MATERIAL FOR THIS EXERCISE:
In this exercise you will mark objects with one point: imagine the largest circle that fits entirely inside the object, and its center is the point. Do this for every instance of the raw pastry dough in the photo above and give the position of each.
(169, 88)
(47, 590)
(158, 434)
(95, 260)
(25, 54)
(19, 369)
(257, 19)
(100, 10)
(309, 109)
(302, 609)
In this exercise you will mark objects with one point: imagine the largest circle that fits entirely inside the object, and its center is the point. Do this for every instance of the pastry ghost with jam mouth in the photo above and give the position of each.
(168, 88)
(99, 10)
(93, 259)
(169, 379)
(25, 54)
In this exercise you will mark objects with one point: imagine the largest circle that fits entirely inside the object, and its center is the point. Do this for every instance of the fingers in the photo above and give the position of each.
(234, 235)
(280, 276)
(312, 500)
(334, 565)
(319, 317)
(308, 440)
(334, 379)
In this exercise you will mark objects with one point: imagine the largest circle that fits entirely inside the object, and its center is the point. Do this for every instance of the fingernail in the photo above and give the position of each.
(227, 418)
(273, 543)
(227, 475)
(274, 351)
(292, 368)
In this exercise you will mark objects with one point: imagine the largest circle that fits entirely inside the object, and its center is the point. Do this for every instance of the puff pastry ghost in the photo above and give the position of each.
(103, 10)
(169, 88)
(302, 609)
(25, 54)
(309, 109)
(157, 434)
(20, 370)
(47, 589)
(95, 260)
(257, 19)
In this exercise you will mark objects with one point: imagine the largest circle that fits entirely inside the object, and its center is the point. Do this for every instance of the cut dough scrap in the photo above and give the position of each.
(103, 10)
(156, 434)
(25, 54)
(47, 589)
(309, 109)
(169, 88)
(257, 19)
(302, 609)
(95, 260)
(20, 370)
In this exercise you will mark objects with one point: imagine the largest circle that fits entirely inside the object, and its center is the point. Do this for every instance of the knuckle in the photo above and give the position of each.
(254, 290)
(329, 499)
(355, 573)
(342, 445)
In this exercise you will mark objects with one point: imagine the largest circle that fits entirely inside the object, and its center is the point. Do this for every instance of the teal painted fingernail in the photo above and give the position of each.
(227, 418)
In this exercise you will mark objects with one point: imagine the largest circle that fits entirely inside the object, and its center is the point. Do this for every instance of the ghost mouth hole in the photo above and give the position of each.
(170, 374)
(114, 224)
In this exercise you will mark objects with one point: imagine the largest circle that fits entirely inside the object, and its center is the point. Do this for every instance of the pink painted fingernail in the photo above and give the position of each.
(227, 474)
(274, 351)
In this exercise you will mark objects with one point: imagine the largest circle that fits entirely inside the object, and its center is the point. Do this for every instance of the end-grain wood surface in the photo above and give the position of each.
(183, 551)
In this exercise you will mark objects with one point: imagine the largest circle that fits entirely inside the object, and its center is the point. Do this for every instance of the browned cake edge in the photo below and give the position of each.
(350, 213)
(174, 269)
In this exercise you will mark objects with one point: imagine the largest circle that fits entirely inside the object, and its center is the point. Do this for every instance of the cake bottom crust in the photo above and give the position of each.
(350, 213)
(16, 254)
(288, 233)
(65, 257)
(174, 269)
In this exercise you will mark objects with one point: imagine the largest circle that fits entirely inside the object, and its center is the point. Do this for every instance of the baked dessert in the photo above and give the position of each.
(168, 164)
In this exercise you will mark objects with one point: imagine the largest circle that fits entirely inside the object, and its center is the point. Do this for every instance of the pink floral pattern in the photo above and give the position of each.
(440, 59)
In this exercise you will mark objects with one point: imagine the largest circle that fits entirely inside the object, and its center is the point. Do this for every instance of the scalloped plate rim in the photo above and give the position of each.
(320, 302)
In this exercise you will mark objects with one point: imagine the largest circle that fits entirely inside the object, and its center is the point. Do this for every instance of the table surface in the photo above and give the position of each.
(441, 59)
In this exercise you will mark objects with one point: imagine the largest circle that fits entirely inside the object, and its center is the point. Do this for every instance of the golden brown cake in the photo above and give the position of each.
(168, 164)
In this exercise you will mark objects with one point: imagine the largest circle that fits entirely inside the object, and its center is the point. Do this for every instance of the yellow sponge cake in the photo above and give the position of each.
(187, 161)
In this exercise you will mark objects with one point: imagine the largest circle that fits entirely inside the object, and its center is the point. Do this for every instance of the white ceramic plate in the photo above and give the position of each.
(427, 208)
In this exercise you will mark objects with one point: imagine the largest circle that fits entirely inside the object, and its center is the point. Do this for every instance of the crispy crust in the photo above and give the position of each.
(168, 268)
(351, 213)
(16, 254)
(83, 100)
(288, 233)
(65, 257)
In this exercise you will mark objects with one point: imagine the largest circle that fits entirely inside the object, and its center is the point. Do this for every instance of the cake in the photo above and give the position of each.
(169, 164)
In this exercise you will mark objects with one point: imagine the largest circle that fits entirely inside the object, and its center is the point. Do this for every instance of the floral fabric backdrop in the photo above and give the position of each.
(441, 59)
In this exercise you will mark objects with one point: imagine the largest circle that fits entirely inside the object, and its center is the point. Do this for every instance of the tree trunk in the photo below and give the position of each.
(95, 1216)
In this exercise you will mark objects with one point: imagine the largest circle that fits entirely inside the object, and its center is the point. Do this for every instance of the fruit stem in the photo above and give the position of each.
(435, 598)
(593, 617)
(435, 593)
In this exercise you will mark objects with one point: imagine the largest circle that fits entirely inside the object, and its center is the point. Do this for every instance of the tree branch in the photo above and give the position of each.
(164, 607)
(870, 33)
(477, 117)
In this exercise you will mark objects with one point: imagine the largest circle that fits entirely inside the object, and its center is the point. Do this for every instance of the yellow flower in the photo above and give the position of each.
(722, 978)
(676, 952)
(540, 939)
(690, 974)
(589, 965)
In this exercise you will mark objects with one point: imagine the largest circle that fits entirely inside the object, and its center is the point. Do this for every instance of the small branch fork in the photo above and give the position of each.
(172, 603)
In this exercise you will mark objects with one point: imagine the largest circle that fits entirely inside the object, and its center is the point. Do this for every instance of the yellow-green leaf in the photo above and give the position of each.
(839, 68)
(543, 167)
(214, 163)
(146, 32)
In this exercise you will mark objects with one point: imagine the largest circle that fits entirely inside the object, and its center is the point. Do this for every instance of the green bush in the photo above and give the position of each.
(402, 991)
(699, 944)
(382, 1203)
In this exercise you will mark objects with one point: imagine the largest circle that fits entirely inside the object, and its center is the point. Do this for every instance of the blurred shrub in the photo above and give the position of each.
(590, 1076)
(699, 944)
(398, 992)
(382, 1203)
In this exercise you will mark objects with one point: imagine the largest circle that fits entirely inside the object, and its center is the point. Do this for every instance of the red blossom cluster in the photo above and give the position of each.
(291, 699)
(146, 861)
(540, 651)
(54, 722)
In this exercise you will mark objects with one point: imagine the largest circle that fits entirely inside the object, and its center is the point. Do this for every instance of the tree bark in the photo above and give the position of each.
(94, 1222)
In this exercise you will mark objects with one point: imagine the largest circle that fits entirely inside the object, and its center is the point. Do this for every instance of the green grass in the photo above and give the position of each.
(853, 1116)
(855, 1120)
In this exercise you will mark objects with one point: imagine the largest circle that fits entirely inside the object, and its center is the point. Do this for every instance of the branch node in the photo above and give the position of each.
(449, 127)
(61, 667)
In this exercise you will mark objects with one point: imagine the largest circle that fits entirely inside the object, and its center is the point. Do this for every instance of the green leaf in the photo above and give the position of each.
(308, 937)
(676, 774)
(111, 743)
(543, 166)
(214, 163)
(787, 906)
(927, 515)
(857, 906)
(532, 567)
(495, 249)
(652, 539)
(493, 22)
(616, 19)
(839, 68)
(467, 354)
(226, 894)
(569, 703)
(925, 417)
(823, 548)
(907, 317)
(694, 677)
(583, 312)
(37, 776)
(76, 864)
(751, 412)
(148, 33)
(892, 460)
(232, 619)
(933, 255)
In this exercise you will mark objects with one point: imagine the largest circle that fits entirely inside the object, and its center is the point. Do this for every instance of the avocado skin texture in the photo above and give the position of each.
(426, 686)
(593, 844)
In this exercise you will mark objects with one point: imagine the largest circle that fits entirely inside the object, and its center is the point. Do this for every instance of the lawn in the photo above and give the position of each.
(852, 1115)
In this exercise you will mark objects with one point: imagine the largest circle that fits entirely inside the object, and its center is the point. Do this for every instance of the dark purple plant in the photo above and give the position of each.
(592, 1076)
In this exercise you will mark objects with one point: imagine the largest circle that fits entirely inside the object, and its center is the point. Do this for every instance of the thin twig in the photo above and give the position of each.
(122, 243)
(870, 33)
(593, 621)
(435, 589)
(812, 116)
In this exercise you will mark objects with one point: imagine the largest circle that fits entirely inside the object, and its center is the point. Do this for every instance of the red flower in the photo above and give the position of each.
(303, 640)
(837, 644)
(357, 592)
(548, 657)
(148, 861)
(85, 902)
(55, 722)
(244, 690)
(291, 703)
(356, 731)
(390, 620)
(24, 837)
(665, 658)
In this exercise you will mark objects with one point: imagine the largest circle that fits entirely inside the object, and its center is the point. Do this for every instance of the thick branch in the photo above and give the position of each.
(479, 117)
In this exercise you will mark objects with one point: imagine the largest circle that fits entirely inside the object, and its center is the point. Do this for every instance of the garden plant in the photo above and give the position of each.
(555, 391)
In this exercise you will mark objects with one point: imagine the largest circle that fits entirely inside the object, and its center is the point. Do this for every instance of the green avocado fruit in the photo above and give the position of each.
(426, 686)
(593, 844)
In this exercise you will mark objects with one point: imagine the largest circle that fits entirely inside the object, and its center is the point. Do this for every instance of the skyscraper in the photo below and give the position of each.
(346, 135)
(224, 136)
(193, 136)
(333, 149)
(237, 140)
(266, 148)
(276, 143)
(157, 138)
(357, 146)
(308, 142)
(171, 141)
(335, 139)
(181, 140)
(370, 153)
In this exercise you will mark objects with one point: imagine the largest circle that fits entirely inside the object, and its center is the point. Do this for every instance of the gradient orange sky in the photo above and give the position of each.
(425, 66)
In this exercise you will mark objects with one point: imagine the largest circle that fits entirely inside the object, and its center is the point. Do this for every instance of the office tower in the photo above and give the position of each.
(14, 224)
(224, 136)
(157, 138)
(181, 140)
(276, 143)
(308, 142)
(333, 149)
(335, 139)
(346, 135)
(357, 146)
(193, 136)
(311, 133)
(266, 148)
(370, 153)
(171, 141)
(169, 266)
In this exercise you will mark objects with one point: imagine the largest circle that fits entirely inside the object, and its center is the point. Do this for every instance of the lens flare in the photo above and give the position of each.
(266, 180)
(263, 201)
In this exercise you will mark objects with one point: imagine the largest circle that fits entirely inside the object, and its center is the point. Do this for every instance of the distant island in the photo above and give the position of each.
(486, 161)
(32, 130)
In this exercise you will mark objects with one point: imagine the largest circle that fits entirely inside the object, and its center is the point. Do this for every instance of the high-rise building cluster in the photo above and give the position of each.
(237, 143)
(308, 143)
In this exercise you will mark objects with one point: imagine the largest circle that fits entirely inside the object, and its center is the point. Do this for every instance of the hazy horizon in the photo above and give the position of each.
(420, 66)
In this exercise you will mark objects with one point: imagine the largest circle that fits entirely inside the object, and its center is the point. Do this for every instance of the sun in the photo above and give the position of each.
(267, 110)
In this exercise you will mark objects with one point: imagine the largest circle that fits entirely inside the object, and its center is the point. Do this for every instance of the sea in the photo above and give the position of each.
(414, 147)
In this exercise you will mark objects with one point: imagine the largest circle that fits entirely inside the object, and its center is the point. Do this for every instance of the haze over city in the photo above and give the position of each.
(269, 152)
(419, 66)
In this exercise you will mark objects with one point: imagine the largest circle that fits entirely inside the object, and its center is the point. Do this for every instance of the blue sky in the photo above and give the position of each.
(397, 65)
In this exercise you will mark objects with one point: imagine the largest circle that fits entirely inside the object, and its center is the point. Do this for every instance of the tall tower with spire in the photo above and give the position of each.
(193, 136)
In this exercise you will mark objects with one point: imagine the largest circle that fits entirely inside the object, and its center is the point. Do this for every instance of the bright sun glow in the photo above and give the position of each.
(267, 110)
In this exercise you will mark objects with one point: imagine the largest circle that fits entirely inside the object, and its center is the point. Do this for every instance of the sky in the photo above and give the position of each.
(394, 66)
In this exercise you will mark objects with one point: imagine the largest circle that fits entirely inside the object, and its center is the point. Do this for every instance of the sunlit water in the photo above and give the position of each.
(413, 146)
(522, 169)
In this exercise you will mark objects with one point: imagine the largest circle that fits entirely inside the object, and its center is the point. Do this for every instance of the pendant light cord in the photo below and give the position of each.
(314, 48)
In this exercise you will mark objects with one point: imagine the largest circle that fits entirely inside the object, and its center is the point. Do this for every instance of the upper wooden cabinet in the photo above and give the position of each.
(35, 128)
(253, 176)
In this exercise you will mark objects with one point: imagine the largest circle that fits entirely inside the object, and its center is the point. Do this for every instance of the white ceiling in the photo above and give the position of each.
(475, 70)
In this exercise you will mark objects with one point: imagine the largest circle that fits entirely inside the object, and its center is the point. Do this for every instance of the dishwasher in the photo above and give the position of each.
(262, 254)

WHAT THE TASK REQUIRES:
Copy exactly the lines from the one with "of the upper" through the last line of the material, keeping both ends.

RESULT BELOW:
In this exercise you will mark objects with one point: imagine the largest circle that fits entirely inside the object, and its center is the point. Do this for every instance of the upper wooden cabinet in the photo above and give the position of each.
(35, 128)
(253, 176)
In this exercise you will mark objects with one point: imagine the largest circle that fits entirely inside the object, and its center is the point. Do this for every instance of the white ceiling in the photo above and give the position of each.
(475, 70)
In this exercise you will mark objects with one point: imagine the largest circle that fits entirely inside the object, and its center is the point. Do this for every instance of the dishwasher in the photo above and give the position of each.
(262, 254)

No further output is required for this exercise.